> _Gegevensregels_
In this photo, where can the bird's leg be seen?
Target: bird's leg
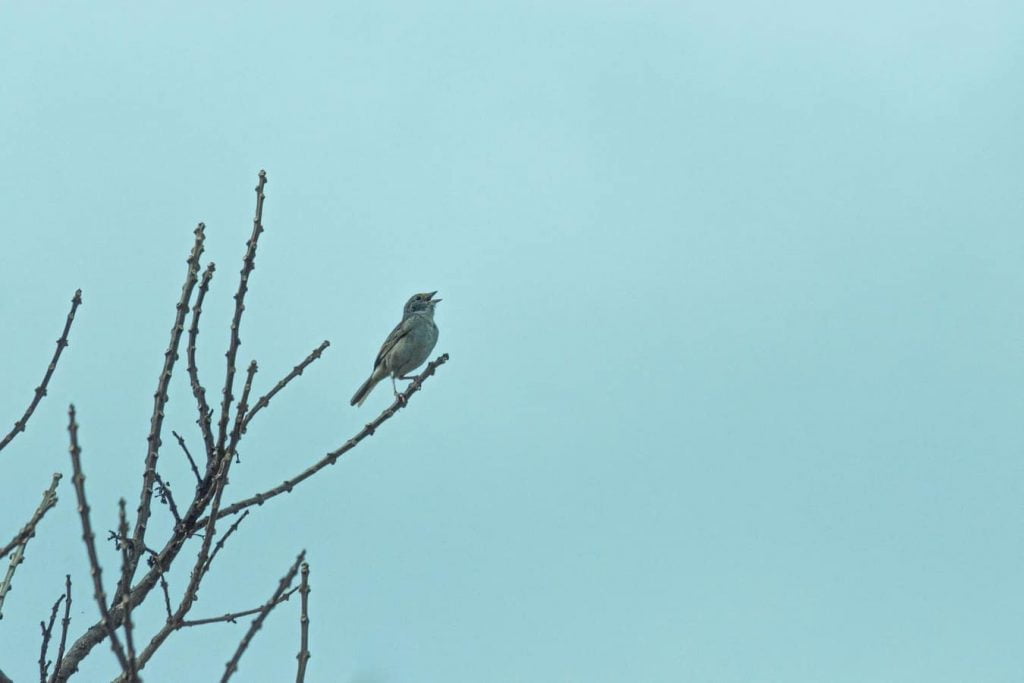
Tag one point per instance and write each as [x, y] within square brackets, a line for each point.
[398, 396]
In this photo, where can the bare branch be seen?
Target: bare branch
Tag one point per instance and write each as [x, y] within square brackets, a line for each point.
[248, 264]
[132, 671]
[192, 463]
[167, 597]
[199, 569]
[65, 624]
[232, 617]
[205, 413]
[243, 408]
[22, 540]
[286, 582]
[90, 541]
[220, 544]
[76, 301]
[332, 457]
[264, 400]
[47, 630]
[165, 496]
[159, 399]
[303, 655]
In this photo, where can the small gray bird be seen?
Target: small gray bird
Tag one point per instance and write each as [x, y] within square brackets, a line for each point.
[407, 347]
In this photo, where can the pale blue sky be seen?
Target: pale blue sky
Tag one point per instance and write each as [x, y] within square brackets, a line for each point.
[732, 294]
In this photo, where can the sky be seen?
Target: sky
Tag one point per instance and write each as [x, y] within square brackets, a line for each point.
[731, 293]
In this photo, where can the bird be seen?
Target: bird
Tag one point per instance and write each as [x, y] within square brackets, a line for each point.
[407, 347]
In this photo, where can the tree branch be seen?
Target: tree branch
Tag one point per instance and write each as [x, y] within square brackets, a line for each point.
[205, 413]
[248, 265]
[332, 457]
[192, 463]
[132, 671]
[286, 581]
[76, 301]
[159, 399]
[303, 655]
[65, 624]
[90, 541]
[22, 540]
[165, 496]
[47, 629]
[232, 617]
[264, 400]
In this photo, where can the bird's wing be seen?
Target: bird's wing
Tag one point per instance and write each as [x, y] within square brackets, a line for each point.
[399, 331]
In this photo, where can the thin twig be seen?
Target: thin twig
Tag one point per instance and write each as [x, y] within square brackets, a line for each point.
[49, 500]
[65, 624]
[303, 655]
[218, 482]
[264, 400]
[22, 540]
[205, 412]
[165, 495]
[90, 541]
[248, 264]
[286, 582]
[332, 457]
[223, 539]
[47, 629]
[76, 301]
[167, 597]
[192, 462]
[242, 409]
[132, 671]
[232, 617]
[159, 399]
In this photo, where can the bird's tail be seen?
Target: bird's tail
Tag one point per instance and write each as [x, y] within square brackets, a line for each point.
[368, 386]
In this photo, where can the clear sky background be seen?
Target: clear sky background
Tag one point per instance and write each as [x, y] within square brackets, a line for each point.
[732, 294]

...

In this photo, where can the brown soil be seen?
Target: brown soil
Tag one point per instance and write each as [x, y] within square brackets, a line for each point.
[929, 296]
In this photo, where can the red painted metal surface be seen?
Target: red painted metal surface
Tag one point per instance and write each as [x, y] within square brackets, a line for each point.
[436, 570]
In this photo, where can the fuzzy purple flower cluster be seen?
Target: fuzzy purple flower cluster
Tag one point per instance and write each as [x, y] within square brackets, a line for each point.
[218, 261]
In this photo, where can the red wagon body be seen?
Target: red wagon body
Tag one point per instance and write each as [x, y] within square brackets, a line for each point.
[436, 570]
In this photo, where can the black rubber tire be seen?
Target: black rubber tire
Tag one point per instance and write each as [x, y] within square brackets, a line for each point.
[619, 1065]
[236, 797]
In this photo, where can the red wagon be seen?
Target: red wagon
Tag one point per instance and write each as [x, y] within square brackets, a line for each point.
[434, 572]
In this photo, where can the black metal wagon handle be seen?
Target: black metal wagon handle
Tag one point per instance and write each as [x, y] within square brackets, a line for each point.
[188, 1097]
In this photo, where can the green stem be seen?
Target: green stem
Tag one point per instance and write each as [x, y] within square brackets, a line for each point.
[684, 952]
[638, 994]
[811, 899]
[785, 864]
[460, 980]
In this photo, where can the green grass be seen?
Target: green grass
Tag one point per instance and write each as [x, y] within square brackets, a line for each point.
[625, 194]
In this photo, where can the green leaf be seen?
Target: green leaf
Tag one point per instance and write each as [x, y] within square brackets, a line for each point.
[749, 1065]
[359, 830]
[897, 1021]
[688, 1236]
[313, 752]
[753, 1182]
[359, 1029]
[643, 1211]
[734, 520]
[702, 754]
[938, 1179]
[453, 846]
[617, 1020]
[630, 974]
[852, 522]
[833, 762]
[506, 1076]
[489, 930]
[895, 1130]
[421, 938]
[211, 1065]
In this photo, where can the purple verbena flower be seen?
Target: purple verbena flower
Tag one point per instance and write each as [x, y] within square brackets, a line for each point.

> _Vereisten_
Geef de regels tussen de regel met "In this photo, where can the green grass" en de regel met "[211, 1065]", beide inbegrepen, volledig en ongewijzigd opnieuw weer. Vermenigvuldig daarbij alleen de coördinaten in de antwoorden met 1,1 en rond ze af op hele getallen, waarbij u halven naar boven afrondt.

> _Uitwerking_
In this photo, where can the green grass be seen?
Target: green grass
Tag one point per instance and write each as [x, y] within square brackets, a line for each point.
[688, 213]
In this photo, where can the green leaf be seen?
Target: green leaf
Tag one point per instance and write each as [x, y] within square brackets, a line for each point.
[824, 1172]
[395, 913]
[987, 1123]
[757, 1360]
[344, 827]
[828, 1300]
[395, 1132]
[707, 1332]
[807, 572]
[772, 829]
[1032, 1297]
[498, 931]
[679, 1122]
[693, 1071]
[937, 574]
[916, 838]
[557, 1184]
[538, 1023]
[985, 1243]
[463, 1032]
[232, 1172]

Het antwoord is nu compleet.